▶ **Problem statement**
Reproduce the material below, substituting "single point" for every occurrence of "single dot" and leaving all other text unchanged.

▶ **Records for this task**

____________________

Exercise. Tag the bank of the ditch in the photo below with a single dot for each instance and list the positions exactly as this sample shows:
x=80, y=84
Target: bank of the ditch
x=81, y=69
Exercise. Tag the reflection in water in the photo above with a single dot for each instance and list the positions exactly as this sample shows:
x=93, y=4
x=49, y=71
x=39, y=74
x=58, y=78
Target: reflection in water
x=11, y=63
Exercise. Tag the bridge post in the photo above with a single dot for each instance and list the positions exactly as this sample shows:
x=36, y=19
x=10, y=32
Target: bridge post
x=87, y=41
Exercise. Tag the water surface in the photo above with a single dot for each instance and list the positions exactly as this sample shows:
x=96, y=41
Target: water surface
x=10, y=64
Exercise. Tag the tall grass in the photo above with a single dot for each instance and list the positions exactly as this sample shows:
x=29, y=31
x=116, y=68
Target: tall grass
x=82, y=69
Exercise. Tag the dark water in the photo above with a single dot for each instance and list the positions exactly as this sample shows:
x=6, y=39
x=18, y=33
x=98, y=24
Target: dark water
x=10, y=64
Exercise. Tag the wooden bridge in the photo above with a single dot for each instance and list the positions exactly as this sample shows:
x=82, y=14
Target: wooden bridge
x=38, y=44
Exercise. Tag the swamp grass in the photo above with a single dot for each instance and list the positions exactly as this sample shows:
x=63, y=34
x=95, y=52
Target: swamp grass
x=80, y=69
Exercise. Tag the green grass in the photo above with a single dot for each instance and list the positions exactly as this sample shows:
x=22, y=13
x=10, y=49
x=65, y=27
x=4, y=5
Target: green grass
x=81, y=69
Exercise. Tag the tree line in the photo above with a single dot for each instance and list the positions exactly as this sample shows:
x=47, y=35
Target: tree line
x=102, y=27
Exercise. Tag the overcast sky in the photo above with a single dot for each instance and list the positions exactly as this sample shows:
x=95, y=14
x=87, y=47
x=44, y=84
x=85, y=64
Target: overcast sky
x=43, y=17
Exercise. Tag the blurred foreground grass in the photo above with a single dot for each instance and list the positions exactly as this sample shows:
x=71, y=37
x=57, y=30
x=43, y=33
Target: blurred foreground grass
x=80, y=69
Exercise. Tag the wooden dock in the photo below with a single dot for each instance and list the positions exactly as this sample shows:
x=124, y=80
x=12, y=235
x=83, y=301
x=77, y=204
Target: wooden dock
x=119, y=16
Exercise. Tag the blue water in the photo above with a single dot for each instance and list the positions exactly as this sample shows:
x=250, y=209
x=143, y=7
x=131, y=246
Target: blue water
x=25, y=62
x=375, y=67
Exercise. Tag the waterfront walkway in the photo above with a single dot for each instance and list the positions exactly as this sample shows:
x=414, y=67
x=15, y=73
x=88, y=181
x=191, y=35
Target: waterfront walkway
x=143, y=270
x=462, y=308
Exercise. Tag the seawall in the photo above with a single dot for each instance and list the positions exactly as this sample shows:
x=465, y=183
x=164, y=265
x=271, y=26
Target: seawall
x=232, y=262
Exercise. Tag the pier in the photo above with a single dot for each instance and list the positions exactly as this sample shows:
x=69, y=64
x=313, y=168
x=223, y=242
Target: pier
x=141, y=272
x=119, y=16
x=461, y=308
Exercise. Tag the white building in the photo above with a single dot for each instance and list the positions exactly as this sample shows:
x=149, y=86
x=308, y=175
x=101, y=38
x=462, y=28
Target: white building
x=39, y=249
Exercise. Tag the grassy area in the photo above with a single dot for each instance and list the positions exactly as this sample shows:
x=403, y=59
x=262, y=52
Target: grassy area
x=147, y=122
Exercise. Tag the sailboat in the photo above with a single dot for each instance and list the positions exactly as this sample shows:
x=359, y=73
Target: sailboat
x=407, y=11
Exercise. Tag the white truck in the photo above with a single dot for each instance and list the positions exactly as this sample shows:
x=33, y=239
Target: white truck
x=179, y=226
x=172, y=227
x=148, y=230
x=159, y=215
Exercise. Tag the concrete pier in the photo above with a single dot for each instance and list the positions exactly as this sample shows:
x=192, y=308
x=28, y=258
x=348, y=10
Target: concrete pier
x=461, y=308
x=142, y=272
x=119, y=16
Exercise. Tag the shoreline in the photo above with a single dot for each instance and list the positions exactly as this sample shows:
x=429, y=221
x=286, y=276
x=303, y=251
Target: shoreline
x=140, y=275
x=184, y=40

____________________

▶ **Finished exercise**
Exercise. Tag the bank of the ditch in the photo below with a single point for each instance and list the positions exactly as this sample shows:
x=80, y=84
Target: bank of the ditch
x=81, y=69
Exercise. Tag the reflection in water in the photo above with a single point for each instance and list the positions exactly as this sample shows:
x=93, y=4
x=49, y=71
x=39, y=74
x=58, y=78
Target: reflection in water
x=11, y=63
Exercise. Tag the bridge post in the photo above with a single point for each instance and list the positions exactly as this sample shows:
x=36, y=19
x=10, y=32
Target: bridge post
x=87, y=41
Exercise. Tag the water surface in the photo above with a single point for each instance and list the positions exactly as this sample shows:
x=96, y=41
Target: water surface
x=10, y=64
Exercise. Tag the tall grass in the photo above with a single point for each instance and list the positions exactly as this sample shows:
x=29, y=31
x=116, y=68
Target: tall grass
x=82, y=69
Exercise. Tag the dark water in the photo above with a single point for each instance and list the positions exactly as this sample shows:
x=6, y=39
x=18, y=33
x=98, y=24
Target: dark water
x=10, y=64
Exercise. Tag the wooden bridge in the photo above with a single point for each instance and list the positions exactly as this sample shows:
x=82, y=14
Target: wooden bridge
x=38, y=44
Exercise. Tag the swamp grass in the photo above with a single point for each instance and list the positions exactly as this sample shows:
x=63, y=34
x=95, y=52
Target: swamp grass
x=80, y=69
Exercise. Tag the green grass in the photo above with a single point for each instance and list the positions exactly as this sample shows:
x=22, y=13
x=10, y=49
x=65, y=27
x=4, y=5
Target: green grass
x=81, y=69
Exercise. Tag the tree line in the photo above with a single point for each instance and list the positions exactly as this sample shows:
x=47, y=35
Target: tree line
x=102, y=27
Exercise. Tag the overcast sky in the photo above with a single point for each instance and list the positions exactly as this sample shows:
x=95, y=14
x=87, y=47
x=44, y=84
x=85, y=64
Target: overcast sky
x=43, y=17
Exercise. Tag the blurred foreground grass in the photo above with a single point for each instance and list the positions exactly as this sample shows:
x=71, y=37
x=57, y=30
x=43, y=33
Target: blurred foreground grass
x=80, y=69
Exercise. Tag the wooden dock in the photo below with a single point for each instance and list the positions exactly as this sample shows:
x=124, y=80
x=12, y=235
x=83, y=301
x=77, y=204
Target: wooden dock
x=119, y=16
Exercise. Tag the blue water in the photo above with a single point for each instance and list the positions exactly as this sample shows:
x=250, y=209
x=143, y=7
x=131, y=246
Target: blue water
x=25, y=62
x=375, y=67
Exercise. Tag the waterfront walkway in the photo above with a single point for each instance and list the positions exactly as this sample shows:
x=414, y=67
x=15, y=73
x=88, y=181
x=191, y=35
Target: waterfront walkway
x=143, y=270
x=462, y=308
Exercise. Tag the seawall in the photo above with a single point for each instance and list the positions exactly as this sample shows:
x=465, y=183
x=164, y=265
x=271, y=26
Target: seawall
x=232, y=262
Exercise. Tag the pier in the photo above with a single point for each instance and list the positions exactly as this sample shows:
x=69, y=64
x=313, y=168
x=223, y=242
Target: pier
x=141, y=272
x=119, y=16
x=461, y=308
Exercise. Tag the white building in the photo above with a single point for each instance and list the positions exactly as this sample shows:
x=149, y=86
x=308, y=175
x=101, y=38
x=462, y=28
Target: white building
x=39, y=249
Exercise. Tag the grassy area in the photo above with a single point for each instance and list the positions exactly as this sample shows:
x=403, y=59
x=262, y=52
Target: grassy area
x=147, y=122
Exercise. Tag the sailboat in the photo above with a single point for each instance and list the positions exactly as this sample shows:
x=359, y=73
Target: sailboat
x=407, y=11
Exercise. Tag the white truck in the photo above with a single point for each instance and list the positions exactly as this sample shows:
x=33, y=239
Target: white truck
x=179, y=226
x=172, y=227
x=148, y=230
x=159, y=215
Exercise. Tag the concrete pier in the photo above with a single point for each instance and list the positions exactly as this sample shows:
x=192, y=308
x=28, y=258
x=348, y=10
Target: concrete pier
x=461, y=308
x=142, y=272
x=119, y=16
Exercise. Tag the shoreline in the photo above with a single point for each instance and list the positions exactly as this sample shows:
x=429, y=221
x=286, y=276
x=303, y=251
Target: shoreline
x=140, y=275
x=184, y=40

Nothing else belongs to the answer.